## What to work on
Using the entries that follow, write out the line containing "Target: street light pole", the line containing "mark the silver car", and every line between them, exactly and nothing else.

## Data supplied
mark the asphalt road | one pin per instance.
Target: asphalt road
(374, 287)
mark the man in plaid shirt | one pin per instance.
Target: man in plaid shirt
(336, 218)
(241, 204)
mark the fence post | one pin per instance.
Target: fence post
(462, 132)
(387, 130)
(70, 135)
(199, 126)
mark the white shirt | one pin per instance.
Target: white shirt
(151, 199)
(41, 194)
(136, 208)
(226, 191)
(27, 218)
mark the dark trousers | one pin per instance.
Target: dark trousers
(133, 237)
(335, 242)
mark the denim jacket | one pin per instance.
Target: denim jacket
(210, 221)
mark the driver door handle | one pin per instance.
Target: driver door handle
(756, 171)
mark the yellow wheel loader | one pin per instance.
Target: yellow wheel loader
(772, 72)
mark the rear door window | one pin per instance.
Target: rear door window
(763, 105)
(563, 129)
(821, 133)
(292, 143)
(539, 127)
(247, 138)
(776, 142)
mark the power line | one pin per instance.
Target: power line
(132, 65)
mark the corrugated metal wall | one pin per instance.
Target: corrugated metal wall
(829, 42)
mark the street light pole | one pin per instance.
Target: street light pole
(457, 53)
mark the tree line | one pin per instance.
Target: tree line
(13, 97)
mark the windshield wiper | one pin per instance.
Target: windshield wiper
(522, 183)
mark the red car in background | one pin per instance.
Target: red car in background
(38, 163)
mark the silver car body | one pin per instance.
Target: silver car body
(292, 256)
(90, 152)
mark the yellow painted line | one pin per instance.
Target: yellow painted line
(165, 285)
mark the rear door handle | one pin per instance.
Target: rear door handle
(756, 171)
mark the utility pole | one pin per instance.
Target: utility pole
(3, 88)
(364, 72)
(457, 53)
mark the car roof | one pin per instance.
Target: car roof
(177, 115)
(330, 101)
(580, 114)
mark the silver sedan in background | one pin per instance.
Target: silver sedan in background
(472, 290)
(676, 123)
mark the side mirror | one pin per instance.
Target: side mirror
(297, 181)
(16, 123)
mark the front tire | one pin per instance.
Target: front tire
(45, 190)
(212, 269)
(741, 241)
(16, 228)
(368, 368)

## Written solution
Target: street light pole
(457, 53)
mark the tree line | one pin per instance.
Target: tree line
(13, 97)
mark the windshield wiper | one pin per instance.
Target: windshield wiper
(522, 183)
mark the red car in background | one pin per instance.
Target: red car in background
(38, 163)
mark the silver car body | one pin per instance.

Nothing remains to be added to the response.